Neste momento deve estar claro e cristalino para o leitor que existe uma divergência bastante acentuada entre o quadro que Fraga pinta da economia Argentina vis-a-vis a economia Brasileira e o que os dados apresentam. Quando os fatos não corroboram a narrativa ideológica neo-liberal, as favas com os fatos !!! Milei está fazendo um governo fantástico porque faz tudo o que Fraga acha que deveria ser feito no Brasil; embora esteja colhendo resultados catastróficos (nota: ontem, dia 17 de setembro, a cotação do dólar frente ao peso ultrapassou o teto da banda cambial definida pelo Banco Central da Argentina); ao passo que o governo do Brasil está fazendo tudo o que Fraga acha errado, embora esteja colhendo resultados satisfatórios (na minha opinião poderia ser muito melhor se nao fossem as escolhas erradas do Ministro da Fazenda, mas isso é tema para outro post).

• _TAREFA PROPOSTA_
Escreva a continuação do trecho sobre as economias da Argentina e do Brasil, a partir da última frase dele. As linhas que vêm depois não têm relação nenhuma com o trecho.

(Registros salvos)
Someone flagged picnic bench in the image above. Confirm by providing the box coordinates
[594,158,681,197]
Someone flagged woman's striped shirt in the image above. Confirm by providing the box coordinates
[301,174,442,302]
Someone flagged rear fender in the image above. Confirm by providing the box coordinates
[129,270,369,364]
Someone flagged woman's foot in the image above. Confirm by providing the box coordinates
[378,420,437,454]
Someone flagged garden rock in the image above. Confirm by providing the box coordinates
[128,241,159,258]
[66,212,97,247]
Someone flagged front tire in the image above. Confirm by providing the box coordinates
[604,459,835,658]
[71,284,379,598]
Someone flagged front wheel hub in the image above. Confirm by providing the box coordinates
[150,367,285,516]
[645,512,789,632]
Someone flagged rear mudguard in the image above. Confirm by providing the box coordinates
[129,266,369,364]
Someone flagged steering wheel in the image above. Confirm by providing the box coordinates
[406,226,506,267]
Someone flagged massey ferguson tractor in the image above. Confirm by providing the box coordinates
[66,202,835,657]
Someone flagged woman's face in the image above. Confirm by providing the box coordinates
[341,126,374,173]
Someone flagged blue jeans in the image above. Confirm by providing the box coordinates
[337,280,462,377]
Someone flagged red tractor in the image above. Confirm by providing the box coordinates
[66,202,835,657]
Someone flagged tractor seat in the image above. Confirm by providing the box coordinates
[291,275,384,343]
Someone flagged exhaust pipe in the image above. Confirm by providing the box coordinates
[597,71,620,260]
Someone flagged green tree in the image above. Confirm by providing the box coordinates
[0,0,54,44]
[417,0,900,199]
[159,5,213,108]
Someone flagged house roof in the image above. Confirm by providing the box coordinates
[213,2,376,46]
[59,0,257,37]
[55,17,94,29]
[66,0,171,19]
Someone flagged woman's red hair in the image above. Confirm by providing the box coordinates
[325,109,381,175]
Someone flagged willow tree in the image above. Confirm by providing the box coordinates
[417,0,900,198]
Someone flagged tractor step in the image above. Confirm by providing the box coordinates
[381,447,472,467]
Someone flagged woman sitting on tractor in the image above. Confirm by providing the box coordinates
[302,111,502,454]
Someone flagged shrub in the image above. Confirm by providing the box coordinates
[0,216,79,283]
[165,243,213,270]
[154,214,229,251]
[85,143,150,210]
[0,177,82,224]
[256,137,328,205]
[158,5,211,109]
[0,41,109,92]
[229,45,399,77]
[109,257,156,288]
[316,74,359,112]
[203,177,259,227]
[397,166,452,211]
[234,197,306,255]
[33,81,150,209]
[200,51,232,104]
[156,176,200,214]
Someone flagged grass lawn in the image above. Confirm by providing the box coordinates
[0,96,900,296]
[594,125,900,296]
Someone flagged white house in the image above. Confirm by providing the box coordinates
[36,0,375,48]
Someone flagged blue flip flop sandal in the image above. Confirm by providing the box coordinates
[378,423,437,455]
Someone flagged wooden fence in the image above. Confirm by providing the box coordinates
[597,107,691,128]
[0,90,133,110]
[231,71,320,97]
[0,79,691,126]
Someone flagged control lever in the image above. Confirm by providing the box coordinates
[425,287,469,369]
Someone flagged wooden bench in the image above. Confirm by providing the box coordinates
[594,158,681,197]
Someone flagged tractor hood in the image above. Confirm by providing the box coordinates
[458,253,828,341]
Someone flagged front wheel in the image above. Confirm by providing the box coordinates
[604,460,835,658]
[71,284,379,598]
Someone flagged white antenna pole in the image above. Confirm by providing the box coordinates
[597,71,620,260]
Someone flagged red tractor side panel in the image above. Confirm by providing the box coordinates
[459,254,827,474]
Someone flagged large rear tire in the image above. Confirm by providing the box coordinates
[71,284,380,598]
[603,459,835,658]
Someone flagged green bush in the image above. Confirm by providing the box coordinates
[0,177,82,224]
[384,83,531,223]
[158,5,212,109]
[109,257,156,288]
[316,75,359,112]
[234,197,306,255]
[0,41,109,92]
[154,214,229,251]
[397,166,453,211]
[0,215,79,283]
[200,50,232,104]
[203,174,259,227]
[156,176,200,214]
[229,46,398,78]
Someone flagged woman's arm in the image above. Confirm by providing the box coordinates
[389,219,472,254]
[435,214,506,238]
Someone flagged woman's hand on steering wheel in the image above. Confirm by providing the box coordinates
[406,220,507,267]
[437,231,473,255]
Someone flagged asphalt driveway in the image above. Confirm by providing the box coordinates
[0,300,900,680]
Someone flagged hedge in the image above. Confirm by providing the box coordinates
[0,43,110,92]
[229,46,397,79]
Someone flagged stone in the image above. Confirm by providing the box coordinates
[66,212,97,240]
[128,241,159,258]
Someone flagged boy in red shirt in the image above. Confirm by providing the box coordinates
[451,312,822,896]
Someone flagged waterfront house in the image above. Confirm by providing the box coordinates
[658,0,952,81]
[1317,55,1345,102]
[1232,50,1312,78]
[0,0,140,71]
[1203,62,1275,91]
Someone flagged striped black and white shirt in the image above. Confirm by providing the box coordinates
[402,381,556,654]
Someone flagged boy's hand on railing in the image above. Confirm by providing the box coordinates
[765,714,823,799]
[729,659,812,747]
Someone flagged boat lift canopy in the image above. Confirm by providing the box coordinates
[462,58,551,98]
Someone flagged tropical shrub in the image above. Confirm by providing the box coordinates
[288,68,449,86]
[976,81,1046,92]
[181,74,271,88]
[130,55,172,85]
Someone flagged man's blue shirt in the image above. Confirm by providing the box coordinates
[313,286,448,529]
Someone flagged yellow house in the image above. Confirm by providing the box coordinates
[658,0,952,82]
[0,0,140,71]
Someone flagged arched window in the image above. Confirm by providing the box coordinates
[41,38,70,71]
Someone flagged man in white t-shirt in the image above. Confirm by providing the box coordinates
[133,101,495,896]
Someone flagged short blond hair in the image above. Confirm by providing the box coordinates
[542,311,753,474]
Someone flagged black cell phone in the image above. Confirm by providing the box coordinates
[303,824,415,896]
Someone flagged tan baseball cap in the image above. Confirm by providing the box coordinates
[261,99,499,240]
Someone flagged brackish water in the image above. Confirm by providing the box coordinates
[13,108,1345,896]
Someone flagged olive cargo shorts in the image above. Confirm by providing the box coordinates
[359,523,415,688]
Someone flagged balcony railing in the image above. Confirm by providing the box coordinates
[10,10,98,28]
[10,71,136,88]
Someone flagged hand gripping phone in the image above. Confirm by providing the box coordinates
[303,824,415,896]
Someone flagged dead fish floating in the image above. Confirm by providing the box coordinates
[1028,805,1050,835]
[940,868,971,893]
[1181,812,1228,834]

• _RESPOSTA_
Fraga, assim como outros economistas neo-liberais, estão anunciando desde o final de 2022 que o Brasil iria entrar numa espécie de buraco negro caso fosse abandonada a “responsabilidade fiscal” trazida pelo Teto de Gastos. Em carta aberta enviada ao Presidente Lula em novembro de 2022, eu e outros economistas desenvolvimentistas já havíamos rebatido a tese de Fraga et caterva de que o abandono do Teto de Gastos levaria a um descontrole inflacionário (Ver: https://g1.globo.com/economia/noticia/2022/11/21/em-nova-carta-a-lula-economistas-rebatem-alerta-de-fraga-malan-e-bacha-sobre-risco-fiscal.ghtml). Passados quase tres anos do fim do Teto de Gastos está absolutamente claro que eu estava certo e Fraga estava errado. Se ocorreu um descontrole inflacionário, o mesmo ocorreu durante o governo Bolsonaro como argumentei em artigo publicado na edição de julho do Le Monde Diplomatiqué Brasil (Ver https://jlcoreiro.wordpress.com/2025/07/02/uma-analise-do-desempenho-e-das-perspectivas-da-economia-no-governo-lula-3-le-monde-diplomatique-01-07-2025-versao-ampliada/).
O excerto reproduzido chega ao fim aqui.